*Page text*:

-=-=-

After I gave my agent the prompt to optimize the performance of my system, the AI quickly took it from roughly half throughput to full saturation. But its explanation of why it worked was completely wrong. It was a classic case of task failed successfully.

This post doesn’t talk about why the AI “failed successfully”. It is a walkthrough of the analysis and debugging process behind this system performance optimization.

1. Optimize a Demo with 1 NIC and 8 disks #

Let’s turn the system into a simple abstraction to focus on the performance optimization rather than the complex business:

A single thread issues 1 MiB random direct I/O reads across 8 NVMe drives, then sends the data to a remote host via RDMA WRITE. Now, saturate the NIC bandwidth.

More specifically, each drive can deliver up to 7 GiB/s of read throughput, and the NIC provides 400 Gb/s of network bandwidth. All devices are attached to the same NUMA node. The worker thread is pinned to a non-CPU0 core. The host runs with the IOMMU in passthrough mode, and none of the I/O devices involved are translated through the IOMMU.

For the implementation, I (actually it was my AI agent) built a very simple event loop: the client sends read requests to the server; the server polls the RDMA CQ for incoming requests, submits the reads through io_uring, polls for the resulting CQEs, and then sends the data back via RDMA WRITE.

This demo setup is very straightforward and rules out almost all sources of interference. Other than the NIC we are trying to saturate, every component has plenty of headroom: the NIC’s theoretical maximum throughput is 46.6 GiB/s, each drive averages less than 6 GiB/s of read throughput, total IOPS stay below 50,000, and the CPU has more than enough capacity as well.

Now that everything is in place, let’s look at the results.

inflight	GiB/s	avg µs	p50 µs	p90 µs	p99 µs	p99.9 µs
4	8.87	440	430	519	632	759
8	15.56	501	486	616	784	955
16	22.69	688	670	850	1118	1436
32	22.53	1386	1384	1696	1934	2272
64	22.15	2821	2819	3133	3366	3691

Surprisingly, the system already hits a bottleneck at an I/O depth of just 16, with aggregate throughput reaching only about half of the NIC’s bandwidth. And the CPU utilization reached 100%.

-=-=-

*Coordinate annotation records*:
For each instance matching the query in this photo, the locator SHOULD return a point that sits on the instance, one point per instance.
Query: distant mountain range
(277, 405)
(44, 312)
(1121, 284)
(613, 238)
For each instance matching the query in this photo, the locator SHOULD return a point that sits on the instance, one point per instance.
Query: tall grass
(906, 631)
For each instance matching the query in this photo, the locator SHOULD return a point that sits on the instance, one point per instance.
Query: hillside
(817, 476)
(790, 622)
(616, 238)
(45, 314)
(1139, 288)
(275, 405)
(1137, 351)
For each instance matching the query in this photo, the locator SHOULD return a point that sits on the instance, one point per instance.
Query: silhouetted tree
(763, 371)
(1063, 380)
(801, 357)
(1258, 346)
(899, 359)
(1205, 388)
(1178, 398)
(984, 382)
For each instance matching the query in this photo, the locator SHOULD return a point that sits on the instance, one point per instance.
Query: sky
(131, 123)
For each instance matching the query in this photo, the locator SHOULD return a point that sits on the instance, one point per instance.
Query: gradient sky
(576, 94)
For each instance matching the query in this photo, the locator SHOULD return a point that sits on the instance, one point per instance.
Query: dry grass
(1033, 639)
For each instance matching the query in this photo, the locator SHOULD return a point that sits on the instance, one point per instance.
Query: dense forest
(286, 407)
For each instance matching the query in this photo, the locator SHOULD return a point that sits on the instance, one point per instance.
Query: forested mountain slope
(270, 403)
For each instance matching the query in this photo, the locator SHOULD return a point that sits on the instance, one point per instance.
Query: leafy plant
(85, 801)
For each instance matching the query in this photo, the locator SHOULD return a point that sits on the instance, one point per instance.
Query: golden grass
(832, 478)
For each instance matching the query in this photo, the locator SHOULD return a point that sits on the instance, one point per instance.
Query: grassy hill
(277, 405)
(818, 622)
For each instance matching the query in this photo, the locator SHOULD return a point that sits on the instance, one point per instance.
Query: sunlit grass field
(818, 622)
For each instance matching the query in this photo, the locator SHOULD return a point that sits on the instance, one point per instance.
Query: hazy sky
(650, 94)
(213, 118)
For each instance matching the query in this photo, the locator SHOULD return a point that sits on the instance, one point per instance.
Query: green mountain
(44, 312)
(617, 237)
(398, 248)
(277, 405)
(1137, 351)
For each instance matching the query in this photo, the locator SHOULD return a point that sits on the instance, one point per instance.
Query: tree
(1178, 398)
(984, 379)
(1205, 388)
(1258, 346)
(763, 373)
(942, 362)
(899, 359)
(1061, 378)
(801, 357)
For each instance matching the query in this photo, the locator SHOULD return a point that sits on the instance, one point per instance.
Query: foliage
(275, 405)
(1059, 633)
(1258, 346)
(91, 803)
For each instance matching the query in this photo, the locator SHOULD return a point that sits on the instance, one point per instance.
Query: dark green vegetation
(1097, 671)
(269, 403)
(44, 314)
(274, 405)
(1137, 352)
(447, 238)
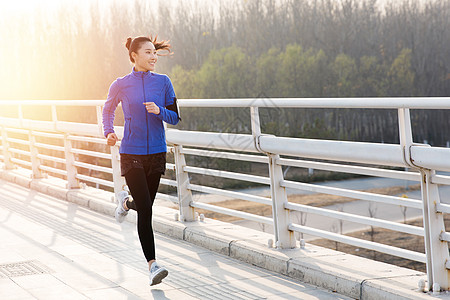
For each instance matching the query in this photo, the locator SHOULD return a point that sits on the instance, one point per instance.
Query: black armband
(174, 107)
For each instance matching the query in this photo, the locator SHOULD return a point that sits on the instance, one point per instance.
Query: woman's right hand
(111, 139)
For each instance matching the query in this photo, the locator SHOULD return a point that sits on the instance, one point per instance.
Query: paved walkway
(52, 249)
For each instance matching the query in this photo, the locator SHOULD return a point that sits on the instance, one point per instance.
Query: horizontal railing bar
(17, 130)
(440, 179)
(52, 158)
(226, 174)
(237, 195)
(19, 151)
(356, 218)
(357, 152)
(168, 182)
(443, 208)
(18, 141)
(234, 213)
(381, 103)
(166, 197)
(21, 162)
(53, 102)
(53, 170)
(79, 128)
(95, 180)
(87, 139)
(227, 155)
(352, 194)
(433, 158)
(408, 254)
(91, 153)
(213, 140)
(93, 167)
(363, 102)
(51, 147)
(47, 134)
(413, 176)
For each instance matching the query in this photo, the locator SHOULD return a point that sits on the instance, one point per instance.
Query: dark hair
(133, 45)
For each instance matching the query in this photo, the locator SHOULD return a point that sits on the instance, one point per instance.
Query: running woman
(148, 100)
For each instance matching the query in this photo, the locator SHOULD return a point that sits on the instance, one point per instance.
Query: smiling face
(145, 58)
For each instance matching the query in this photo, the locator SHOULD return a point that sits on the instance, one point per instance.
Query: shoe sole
(159, 277)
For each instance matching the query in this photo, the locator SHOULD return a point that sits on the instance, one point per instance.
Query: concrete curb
(349, 275)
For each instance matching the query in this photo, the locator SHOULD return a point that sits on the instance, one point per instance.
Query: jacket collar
(140, 73)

-=-=-

*Directions for this task*: In the performance optimization post, what theoretical maximum throughput is given for the NIC?

*Final answer*: 46.6 GiB/s